Your task: Quote the records beneath, complete and exact. Leave out images.

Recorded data
begin

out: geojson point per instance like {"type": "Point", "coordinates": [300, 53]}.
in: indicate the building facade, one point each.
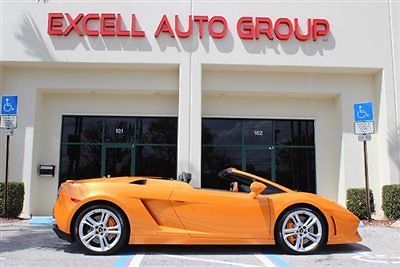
{"type": "Point", "coordinates": [165, 87]}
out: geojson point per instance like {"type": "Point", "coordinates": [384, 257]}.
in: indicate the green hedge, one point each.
{"type": "Point", "coordinates": [357, 204]}
{"type": "Point", "coordinates": [391, 201]}
{"type": "Point", "coordinates": [15, 199]}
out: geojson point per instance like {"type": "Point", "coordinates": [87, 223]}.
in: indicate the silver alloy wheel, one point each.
{"type": "Point", "coordinates": [100, 230]}
{"type": "Point", "coordinates": [302, 231]}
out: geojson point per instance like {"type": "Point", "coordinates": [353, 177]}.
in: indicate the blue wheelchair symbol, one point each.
{"type": "Point", "coordinates": [363, 112]}
{"type": "Point", "coordinates": [9, 105]}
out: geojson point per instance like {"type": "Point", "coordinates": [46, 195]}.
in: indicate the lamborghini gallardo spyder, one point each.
{"type": "Point", "coordinates": [104, 214]}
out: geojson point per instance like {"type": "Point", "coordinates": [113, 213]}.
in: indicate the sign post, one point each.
{"type": "Point", "coordinates": [364, 127]}
{"type": "Point", "coordinates": [9, 110]}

end

Full output:
out: geojson point per instance like {"type": "Point", "coordinates": [300, 53]}.
in: indicate the building facade, one point each.
{"type": "Point", "coordinates": [165, 87]}
out: geojson point per instance like {"type": "Point", "coordinates": [384, 257]}.
in: indicate the green hedge, one point each.
{"type": "Point", "coordinates": [357, 204]}
{"type": "Point", "coordinates": [391, 201]}
{"type": "Point", "coordinates": [15, 199]}
out: geojson point per instance like {"type": "Point", "coordinates": [87, 223]}.
in: indicate the silver alloy wheel, one point each.
{"type": "Point", "coordinates": [100, 230]}
{"type": "Point", "coordinates": [302, 231]}
out: geojson point per instance like {"type": "Point", "coordinates": [353, 177]}.
in: indicate the blue wheelchair symbol, one point each.
{"type": "Point", "coordinates": [363, 112]}
{"type": "Point", "coordinates": [9, 105]}
out: geojson point per instance like {"type": "Point", "coordinates": [46, 195]}.
in: indicate the lamborghini gallardo spyder, one point each.
{"type": "Point", "coordinates": [104, 214]}
out: geojson point per instance like {"type": "Point", "coordinates": [113, 213]}.
in: indicate the sign post, one point each.
{"type": "Point", "coordinates": [364, 127]}
{"type": "Point", "coordinates": [9, 110]}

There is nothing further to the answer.